同表によりながら、神戸港と大阪港の輸入物流への対応を比較すると、神戸港の輸入物流を決定する4つの経済要因(直接投資、経済成長、為替相場率、卸売物価比率)のもつ物流喚起力は、大阪港の60〜70%のレベルにとどまっている。これは輸入物流の喚起力に関しては、神戸港は大阪港に比べてかなり劣位な状況にあることを示すものである。

ところで、コンテナ化率でとらえた港湾要因のもつ物流喚起力では、大阪港はマイナスの作用を担っている。神戸港でもすでに上にふれたようにこの作用は極端に低いレベルにあった。つまり輸入物流についての港湾要因は、輸出とは異なり信頼度は非常に低く、かつ極めて不安定な作用しかもたない。輸入物流については、港湾要因より経済要因が作用しているため、大阪港背後の経済圏と神戸港背後の経済圏のもつ経済力の差が物流に反映されている。例外は、神戸港への中国からの輸入物流である。

### 課題内容
神戸港と大阪港の輸入物流を扱った読解文のうち、「ところで、コンテナ化率でとら」から「の中国からの輸入物流である。」までの部分を、一字一句違えずに書き写してもらえますか。

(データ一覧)
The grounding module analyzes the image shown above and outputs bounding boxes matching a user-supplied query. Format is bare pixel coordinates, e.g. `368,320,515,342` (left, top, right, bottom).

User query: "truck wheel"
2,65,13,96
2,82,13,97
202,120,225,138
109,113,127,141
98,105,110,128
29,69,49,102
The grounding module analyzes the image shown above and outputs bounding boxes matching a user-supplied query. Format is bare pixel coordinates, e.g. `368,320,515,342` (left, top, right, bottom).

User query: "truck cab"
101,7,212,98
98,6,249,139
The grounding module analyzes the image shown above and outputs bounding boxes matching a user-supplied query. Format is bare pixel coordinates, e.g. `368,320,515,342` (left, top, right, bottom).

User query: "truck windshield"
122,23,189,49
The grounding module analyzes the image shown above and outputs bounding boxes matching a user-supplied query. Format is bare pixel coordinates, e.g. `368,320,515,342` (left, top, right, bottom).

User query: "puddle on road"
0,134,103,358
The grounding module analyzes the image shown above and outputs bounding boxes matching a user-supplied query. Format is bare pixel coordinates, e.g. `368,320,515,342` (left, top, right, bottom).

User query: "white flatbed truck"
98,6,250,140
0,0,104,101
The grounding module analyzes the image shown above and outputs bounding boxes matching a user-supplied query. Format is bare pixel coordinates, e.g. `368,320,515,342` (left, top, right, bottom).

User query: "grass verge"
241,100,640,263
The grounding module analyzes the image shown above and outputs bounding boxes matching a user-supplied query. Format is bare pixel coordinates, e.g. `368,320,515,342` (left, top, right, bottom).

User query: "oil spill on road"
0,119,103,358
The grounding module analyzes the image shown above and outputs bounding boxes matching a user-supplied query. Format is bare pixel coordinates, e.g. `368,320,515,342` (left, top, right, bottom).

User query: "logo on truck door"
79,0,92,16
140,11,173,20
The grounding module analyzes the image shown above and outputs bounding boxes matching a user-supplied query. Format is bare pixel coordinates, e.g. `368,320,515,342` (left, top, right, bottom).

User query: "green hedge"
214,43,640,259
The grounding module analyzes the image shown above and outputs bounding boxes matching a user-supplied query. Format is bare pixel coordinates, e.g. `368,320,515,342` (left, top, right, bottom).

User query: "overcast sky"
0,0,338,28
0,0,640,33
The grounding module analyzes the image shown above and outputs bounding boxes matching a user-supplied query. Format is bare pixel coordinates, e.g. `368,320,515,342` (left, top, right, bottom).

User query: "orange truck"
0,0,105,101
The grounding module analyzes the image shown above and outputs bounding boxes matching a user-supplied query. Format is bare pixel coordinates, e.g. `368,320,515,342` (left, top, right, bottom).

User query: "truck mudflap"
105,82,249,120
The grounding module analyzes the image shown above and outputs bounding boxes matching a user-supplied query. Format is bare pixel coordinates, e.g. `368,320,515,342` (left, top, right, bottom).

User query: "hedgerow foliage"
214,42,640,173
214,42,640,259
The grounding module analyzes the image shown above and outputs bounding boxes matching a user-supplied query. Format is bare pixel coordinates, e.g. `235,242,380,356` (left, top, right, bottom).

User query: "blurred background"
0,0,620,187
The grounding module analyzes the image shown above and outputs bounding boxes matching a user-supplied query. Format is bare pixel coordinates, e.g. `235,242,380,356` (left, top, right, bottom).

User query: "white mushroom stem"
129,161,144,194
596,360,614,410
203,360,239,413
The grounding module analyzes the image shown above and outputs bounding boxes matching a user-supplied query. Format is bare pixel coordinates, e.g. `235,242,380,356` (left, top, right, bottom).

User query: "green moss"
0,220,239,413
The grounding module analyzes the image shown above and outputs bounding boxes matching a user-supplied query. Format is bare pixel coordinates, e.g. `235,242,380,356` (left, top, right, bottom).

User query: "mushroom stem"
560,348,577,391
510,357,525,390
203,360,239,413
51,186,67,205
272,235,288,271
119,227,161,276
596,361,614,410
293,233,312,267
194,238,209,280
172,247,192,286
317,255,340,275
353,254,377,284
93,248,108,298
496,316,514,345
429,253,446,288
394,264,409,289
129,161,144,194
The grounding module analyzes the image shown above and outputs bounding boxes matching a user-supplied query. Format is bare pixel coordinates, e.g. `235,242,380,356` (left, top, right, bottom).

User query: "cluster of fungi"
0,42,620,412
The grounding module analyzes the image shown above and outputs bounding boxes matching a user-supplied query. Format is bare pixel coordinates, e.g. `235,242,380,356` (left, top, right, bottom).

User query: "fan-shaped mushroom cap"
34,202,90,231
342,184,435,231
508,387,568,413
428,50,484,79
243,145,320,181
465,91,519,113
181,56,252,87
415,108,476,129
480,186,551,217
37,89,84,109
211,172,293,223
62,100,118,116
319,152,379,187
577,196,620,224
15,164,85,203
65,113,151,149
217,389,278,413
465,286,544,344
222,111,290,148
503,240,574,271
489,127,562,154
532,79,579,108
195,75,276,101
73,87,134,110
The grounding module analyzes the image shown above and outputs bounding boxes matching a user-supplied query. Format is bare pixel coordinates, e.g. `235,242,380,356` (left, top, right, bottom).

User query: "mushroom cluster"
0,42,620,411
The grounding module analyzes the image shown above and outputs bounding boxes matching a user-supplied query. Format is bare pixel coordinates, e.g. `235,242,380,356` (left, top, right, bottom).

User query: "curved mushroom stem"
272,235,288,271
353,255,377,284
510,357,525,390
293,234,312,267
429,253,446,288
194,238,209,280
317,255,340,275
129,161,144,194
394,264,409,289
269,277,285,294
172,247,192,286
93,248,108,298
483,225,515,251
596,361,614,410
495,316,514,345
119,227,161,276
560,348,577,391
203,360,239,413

### 解答
ところで、コンテナ化率でとらえた港湾要因のもつ物流喚起力では、大阪港はマイナスの作用を担っている。神戸港でもすでに上にふれたようにこの作用は極端に低いレベルにあった。つまり輸入物流についての港湾要因は、輸出とは異なり信頼度は非常に低く、かつ極めて不安定な作用しかもたない。輸入物流については、港湾要因より経済要因が作用しているため、大阪港背後の経済圏と神戸港背後の経済圏のもつ経済力の差が物流に反映されている。例外は、神戸港への中国からの輸入物流である。